* [Material]:
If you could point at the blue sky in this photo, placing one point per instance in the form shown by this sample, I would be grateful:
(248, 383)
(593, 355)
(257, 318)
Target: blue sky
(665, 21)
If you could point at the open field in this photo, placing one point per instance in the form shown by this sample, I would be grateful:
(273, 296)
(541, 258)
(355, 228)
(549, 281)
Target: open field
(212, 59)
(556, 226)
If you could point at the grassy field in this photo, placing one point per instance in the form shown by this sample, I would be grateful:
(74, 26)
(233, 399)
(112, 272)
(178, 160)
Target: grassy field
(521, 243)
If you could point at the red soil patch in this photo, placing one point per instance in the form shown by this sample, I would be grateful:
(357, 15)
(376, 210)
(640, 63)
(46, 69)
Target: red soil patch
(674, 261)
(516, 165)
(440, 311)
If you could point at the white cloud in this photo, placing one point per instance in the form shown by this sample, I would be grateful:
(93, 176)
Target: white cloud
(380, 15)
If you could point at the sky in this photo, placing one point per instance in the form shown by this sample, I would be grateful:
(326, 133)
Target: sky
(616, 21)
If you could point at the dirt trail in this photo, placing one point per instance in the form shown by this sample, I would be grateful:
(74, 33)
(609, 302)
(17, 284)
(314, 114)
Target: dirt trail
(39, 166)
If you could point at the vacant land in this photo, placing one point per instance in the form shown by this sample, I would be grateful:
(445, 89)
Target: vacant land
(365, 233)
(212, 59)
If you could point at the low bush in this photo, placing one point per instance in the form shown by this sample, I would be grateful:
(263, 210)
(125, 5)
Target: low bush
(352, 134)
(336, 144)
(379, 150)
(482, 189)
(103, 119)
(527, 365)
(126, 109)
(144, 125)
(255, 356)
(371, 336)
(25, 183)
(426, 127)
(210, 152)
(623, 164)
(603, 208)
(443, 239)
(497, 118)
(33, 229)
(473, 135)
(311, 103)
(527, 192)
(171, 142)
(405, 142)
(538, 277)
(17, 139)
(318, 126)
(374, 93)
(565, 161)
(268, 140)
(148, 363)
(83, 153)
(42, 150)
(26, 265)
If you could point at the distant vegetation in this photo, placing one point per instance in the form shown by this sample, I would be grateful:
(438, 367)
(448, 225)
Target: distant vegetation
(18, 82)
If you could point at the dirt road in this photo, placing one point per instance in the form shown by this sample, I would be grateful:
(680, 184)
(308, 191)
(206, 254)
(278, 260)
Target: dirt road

* [Exercise brief]: Copy out the data above word for word, from the line containing "If you could point at the distant" through the end of the data, including both the first and last lines.

* [Task answer]:
If you could point at the distant vegetation in this photo, placing one point per instance in the form shown by this sample, I would be grateful:
(438, 367)
(448, 225)
Target: distant vegetation
(18, 82)
If you could point at the dirt road in this photo, placing one point per instance in the form shown by this sample, I would be grateful:
(680, 184)
(308, 191)
(206, 254)
(278, 260)
Target: dirt road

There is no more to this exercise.